▸ What is required:
Find every line in the data below that contains the word "test", matching case exactly, and copy each of those lines in full.

▸ Data for this exercise:
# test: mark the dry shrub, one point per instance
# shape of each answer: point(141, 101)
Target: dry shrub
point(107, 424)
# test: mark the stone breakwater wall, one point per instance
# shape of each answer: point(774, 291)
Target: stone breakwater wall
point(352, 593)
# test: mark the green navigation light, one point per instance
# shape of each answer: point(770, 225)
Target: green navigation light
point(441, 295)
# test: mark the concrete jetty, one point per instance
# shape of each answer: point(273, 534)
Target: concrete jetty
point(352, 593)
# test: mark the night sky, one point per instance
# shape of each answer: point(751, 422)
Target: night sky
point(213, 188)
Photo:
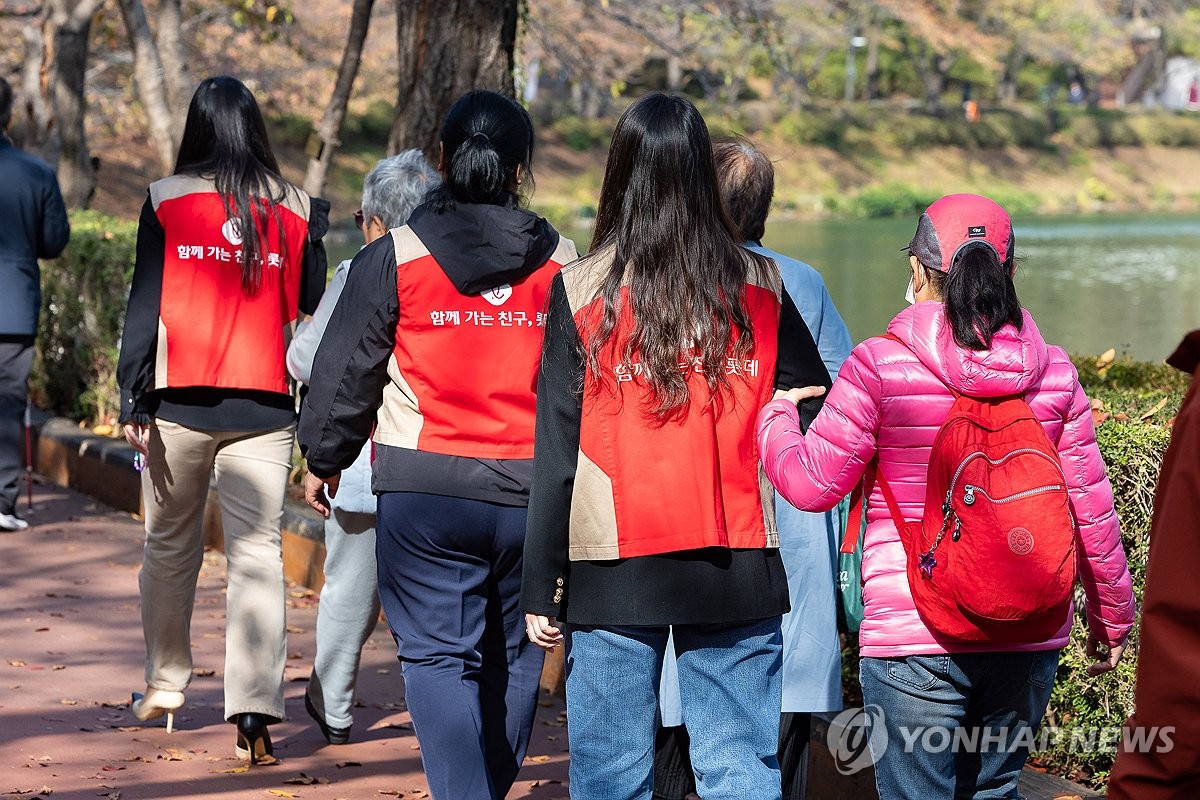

▸ Answer to this exercise:
# test: mark the dry shrub, one point per instance
# test: mark the stone breakwater wall, one point per instance
# test: mark the green navigation light, one point per instance
# test: mark the concrete jetty, one point per instance
# test: mark the night sky, one point per instance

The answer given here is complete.